**What is expected**:
Retype, without any changes, the part of the forum post about the truck that opens with the words containing "NICE! It ticks" and closes with "of stupid people.".

**Passage to read**:

Man I Love my Wife!
So I have been working in Sun Valley, Idaho (about 3 hours from home) Well my wife came with me last week and stayed and did some shopping and general poking around while I was working. When she pulled up to the C-store in Optimus a lady in a subaru outback pulled up behind her and asked how she could drive a truck like that during this time of national crisis due to the environment. It really ticked me off
Until my wife told me what she did.... she told the lady that it had been unbearably cold this winter so she fully supported global warming and then she turned up the Edge and blew black smoke on her as she left.
Anyway, I thought you guys might enjoy hearing about a small blue eyed blonde girl blowing smoke on a hippie
Bottom line is: Man I love my wife!
Until my wife told me what she did.... she told the lady that it had been unbearably cold this winter so she fully supported global warming and then she turned up the Edge and blew black smoke on her as she left.
Anyway, I thought you guys might enjoy hearing about a small blue eyed blonde girl blowing smoke on a hippie

Bottom line is: Man I love my wife!
NICE! It ticks me off just hearing about people that say crap like that. What bothers me more than them saying it is that if they have the gall to say something to you, you know they are gullible, stupid, and ignorant enough to believe all the "green" environmentalist BS. And then I get scared because it reminds me that there are a LOT of people in our country that believe it which means there are a LOT of stupid people.
I'd get that alot when I was living in Kommiefornia. At the time, I lived a couple of miles from where I worked & could go a little more than a month on a tank of fuel. So when someone would start on about how I was killing Mother Earth, I'd ask how many times a month did he/she fill up their little 'look how green I am' cars. They'd come back with 2 or 3 times & then I'd tell them I filled up once a month & until their little POS deathtrap could do that, they should shut the HE double hockey sticks up until they knew what they were talking about!!

**Record extracts**:
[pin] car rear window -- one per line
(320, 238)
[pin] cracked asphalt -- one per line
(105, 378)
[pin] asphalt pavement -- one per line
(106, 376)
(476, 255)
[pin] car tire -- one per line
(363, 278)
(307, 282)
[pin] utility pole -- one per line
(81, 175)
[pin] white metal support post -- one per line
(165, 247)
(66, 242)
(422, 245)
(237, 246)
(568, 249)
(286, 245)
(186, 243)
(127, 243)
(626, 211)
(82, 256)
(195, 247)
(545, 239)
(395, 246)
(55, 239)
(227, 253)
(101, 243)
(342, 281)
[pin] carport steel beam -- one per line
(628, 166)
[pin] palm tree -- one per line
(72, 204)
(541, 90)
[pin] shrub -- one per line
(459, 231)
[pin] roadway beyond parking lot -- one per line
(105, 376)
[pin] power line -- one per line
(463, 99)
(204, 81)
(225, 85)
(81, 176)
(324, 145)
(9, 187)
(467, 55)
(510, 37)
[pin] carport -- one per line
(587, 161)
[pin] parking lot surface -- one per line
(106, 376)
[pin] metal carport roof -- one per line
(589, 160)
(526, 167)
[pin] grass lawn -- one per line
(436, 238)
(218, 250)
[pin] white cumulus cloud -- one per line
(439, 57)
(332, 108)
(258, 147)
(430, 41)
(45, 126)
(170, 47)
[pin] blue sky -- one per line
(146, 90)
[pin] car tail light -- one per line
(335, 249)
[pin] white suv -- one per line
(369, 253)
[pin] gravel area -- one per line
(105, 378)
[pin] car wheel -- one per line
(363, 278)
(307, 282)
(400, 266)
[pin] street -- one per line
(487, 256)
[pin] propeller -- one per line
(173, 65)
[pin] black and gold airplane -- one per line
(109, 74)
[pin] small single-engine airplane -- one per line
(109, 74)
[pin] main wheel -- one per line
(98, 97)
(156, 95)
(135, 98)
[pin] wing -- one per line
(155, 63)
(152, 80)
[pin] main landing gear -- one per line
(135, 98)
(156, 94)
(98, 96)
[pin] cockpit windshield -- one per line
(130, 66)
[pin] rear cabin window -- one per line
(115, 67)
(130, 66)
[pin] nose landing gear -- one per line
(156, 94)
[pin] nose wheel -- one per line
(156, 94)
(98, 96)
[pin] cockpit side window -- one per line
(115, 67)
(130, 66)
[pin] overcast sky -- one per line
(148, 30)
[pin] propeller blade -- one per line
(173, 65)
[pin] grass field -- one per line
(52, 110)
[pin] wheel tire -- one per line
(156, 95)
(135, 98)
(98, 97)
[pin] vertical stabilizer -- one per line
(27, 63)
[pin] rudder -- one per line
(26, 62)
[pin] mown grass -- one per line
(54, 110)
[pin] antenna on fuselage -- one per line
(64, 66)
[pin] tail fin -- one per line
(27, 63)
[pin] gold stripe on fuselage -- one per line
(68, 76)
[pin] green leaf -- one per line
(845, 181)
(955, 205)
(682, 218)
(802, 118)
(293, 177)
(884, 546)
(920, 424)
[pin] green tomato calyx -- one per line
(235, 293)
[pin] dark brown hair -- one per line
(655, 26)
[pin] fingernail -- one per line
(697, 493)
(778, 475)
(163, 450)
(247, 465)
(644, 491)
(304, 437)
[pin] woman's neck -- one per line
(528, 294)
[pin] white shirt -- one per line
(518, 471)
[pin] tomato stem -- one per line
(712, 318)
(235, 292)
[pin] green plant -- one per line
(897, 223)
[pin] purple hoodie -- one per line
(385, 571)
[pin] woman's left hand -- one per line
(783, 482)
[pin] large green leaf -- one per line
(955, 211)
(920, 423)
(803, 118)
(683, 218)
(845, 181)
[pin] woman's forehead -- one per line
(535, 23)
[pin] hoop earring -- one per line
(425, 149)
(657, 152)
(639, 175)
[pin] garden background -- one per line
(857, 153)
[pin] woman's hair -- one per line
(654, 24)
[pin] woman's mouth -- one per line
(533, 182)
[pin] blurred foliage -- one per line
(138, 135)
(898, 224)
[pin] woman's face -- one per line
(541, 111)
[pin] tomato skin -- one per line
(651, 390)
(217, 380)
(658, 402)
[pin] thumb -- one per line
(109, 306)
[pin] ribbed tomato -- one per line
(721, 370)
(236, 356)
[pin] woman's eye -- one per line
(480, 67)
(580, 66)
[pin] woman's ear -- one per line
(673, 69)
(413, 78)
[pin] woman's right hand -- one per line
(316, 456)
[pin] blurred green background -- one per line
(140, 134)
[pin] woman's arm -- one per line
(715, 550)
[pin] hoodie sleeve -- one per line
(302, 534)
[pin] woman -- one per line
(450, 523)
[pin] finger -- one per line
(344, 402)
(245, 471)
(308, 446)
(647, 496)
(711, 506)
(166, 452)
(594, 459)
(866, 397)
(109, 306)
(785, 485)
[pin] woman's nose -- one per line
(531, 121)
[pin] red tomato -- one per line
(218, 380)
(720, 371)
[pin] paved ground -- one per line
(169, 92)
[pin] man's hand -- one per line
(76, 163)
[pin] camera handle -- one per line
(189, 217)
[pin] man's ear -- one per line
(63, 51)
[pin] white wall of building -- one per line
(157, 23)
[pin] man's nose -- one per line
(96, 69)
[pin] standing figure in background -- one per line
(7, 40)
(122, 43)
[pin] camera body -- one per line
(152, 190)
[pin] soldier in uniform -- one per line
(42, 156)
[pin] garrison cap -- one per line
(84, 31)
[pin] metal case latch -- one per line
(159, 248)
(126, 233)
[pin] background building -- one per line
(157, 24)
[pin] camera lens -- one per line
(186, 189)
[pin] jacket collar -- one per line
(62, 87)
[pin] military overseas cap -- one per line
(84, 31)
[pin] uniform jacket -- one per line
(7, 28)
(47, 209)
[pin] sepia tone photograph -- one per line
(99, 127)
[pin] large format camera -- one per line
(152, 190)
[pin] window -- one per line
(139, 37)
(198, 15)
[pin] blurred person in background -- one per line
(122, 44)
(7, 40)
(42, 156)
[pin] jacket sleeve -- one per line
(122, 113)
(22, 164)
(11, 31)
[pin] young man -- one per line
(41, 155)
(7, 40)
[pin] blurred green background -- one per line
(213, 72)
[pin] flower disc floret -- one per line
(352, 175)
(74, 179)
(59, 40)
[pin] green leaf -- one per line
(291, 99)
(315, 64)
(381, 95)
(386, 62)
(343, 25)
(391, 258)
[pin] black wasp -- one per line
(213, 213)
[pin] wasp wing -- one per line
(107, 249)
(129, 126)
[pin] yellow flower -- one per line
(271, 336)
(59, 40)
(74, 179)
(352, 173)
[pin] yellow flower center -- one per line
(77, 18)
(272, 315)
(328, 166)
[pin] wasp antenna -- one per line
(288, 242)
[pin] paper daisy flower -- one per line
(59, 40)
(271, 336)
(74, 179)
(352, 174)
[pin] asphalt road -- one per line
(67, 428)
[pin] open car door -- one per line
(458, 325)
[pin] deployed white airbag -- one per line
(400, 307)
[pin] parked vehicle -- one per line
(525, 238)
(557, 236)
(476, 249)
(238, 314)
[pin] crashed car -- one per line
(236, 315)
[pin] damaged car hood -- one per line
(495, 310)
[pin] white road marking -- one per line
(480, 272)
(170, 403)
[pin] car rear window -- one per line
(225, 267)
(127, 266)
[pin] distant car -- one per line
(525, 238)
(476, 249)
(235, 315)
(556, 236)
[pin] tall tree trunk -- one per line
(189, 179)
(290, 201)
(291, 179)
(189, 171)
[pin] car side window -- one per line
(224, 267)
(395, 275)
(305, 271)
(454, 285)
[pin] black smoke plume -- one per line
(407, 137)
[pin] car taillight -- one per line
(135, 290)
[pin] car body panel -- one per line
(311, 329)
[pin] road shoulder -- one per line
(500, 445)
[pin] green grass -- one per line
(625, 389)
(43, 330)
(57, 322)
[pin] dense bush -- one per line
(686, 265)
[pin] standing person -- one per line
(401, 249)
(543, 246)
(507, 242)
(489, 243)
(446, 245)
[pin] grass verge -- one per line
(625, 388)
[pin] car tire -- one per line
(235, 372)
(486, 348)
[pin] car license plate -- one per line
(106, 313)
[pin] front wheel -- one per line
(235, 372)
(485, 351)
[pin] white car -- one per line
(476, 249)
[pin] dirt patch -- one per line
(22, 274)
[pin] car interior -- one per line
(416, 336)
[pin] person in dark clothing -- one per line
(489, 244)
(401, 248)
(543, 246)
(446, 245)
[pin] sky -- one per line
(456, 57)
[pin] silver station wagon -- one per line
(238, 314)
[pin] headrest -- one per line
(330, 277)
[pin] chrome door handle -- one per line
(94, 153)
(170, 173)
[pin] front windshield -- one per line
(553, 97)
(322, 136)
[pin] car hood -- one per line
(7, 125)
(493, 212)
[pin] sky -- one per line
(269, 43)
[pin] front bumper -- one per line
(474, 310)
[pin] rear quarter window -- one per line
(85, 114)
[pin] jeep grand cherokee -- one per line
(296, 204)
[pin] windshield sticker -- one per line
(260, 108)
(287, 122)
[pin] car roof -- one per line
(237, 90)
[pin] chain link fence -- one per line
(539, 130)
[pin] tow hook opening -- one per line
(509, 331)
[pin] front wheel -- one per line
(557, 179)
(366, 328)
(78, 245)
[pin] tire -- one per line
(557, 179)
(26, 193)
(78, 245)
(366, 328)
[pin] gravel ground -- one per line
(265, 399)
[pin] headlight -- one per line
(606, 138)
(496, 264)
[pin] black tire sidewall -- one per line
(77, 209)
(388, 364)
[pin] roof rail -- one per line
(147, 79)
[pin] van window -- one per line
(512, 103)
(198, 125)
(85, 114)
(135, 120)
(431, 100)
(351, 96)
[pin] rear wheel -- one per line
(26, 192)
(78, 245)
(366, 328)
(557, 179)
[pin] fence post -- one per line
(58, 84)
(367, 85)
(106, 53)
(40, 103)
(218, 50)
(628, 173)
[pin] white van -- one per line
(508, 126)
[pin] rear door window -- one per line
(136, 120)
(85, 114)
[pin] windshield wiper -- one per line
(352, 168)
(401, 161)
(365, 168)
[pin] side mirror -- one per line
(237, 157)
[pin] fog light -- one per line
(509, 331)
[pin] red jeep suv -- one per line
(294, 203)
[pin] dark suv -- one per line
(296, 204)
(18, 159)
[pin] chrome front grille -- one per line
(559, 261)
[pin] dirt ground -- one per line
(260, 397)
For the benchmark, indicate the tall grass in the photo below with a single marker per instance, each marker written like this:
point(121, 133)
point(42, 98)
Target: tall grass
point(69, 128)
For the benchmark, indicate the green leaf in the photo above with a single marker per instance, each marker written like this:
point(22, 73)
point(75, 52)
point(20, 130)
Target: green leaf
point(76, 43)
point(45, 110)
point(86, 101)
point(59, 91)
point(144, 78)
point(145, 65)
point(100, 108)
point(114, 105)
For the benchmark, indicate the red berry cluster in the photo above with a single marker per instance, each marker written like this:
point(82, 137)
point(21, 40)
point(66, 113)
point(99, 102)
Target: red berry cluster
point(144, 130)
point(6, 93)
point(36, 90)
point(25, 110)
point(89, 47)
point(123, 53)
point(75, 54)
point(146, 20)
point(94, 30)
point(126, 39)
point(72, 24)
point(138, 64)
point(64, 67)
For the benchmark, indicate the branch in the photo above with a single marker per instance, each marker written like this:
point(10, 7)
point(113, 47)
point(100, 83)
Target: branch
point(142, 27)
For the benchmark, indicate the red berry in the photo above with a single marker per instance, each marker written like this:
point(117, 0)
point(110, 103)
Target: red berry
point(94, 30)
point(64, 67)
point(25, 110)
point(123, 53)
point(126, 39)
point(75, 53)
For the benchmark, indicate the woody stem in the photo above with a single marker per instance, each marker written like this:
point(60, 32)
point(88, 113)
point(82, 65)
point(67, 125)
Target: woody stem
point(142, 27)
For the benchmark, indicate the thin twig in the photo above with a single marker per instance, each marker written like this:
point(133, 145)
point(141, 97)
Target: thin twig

**Solution to this exercise**:
NICE! It ticks me off just hearing about people that say crap like that. What bothers me more than them saying it is that if they have the gall to say something to you, you know they are gullible, stupid, and ignorant enough to believe all the "green" environmentalist BS. And then I get scared because it reminds me that there are a LOT of people in our country that believe it which means there are a LOT of stupid people.